- _WHAT TO WORK ON_
• A. From the excerpt about remote court arguments, copy the passage that begins at the words "While Federal Circuit" and stops after the words "clear as possible.".
• B. List every law firm named in the excerpt about remote court arguments.
• C. According to the excerpt about remote court arguments, why did Rosenkranz have to teach himself to say "um" and other fillers?

=== EXTRACT TO READ ===

And the suits stayed on the hanger: Weil’s Reines argued for Bio-Rad Laboratories Inc. in a tie-dye shirt, Thompson Coburn LLP partner Alan Norman and Alston & Bird’s Nichols wore jeans, and Locke Lord's Balsam, in true April 2020 style, argued in sweatpants.

Embrace Silence to Let Judges Speak Up

With the clerk’s office calming everyone down about the logistics, the main fear left was whether every hearing would be a constant stream of people talking over each other — most terrifyingly, talking over federal appellate judges.

So attorneys practiced speaking slowly, leaving pauses regularly for judges to jump in with questions — which the judges happily did. Rosenkranz said he spent his entire career teaching himself not to say “um” or other fillers, and now had to teach himself to do just the opposite so the judges wouldn’t think he disappeared while formulating the answer to a question.

“The silences last longer,” he said.

Across the board, attorneys missed being able to read the judges for visual cues, whether it was knowing they were liking an argument or ready to move on, or that they were hoping to ask a question. The lack of body language was felt deeply.

While Federal Circuit veterans like Reines know the judges well enough to be able to picture their expressions just from their voices, others struggled to walk out with a firm sense of how their cases went. Borg-Breen said it felt like “talking to a wall.”

Paul Weiss’ Baughman, who was representing Chugai Pharmaceutical on Friday, suggested asking regularly whether the judges have questions before moving on, just to keep everything as clear as possible.

“You do get pretty continuous feedback about whether the court feels like it has enough information on something, but you find yourself having to make that [explicit] when you’re on a phone call,” Baughman said.

For those struggling to tell the judges’ voices apart while arguing, Balsam noted that the AT&T screen will show who is talking.

New Normal Calls for New Habits

First-timer Fiorella said she felt she had an advantage by not having a set way of conducting Federal Circuit arguments already, and it’s a mindset seasoned Federal Circuit veterans may want to embrace to an extent.

Rosenkranz said he was thrown off by having to switch gears after arguing in person for so many years. For example, he wasn’t used to keeping track of his own time.

The Orrick partner said he put a sticky note over his notes to make sure he started his timer and waited for the court's recording to begin before launching into his arguments. He then put another sticky note over where he planned to take notes on rebuttal to remember to mute his phone.

=== GIVEN MATERIAL ===

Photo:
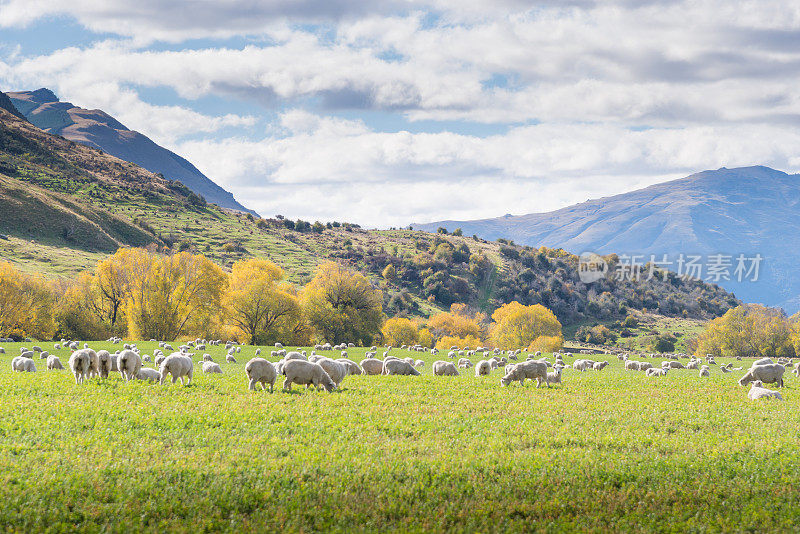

===

- _ANSWERS TO THIS EXERCISE_
• A.
While Federal Circuit veterans like Reines know the judges well enough to be able to picture their expressions just from their voices, others struggled to walk out with a firm sense of how their cases went. Borg-Breen said it felt like “talking to a wall.”

Paul Weiss’ Baughman, who was representing Chugai Pharmaceutical on Friday, suggested asking regularly whether the judges have questions before moving on, just to keep everything as clear as possible.

• B. Weil, Thompson Coburn LLP, Alston & Bird, Locke Lord, Paul Weiss, Orrick

• C. He had to say them so the judges wouldn't think he had disappeared while he was working out his answer to a question. This reversed his lifelong habit of training himself not to use fillers.